>> start TASK DATA

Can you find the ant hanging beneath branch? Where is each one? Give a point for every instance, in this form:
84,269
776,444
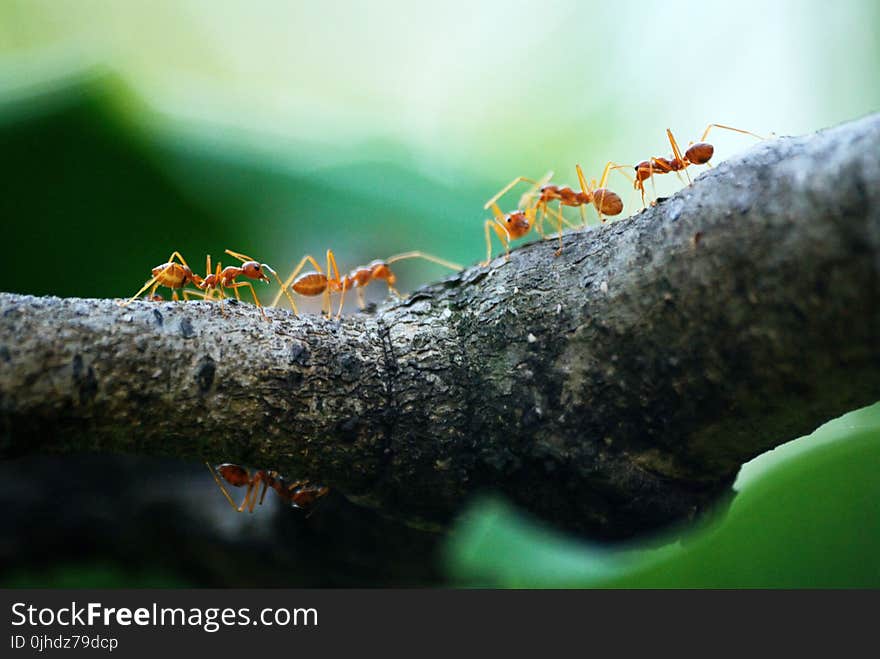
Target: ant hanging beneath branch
319,282
698,153
297,494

>> end TASK DATA

— OBJECTIVE —
Can you output the rows above as a Markdown table with the columns Line and Text, giving each line a number and leaving out blank lines and any pictures?

— COMPLETED EXERCISE —
| Line | Text |
|---|---|
| 1 | Can you find the ant hanging beneath branch? Where is each one? Give a point for every instance, in this form: |
| 2 | 84,269 |
| 3 | 776,444 |
| 4 | Target: ant hanging beneath branch |
| 5 | 319,282 |
| 6 | 698,153 |
| 7 | 297,494 |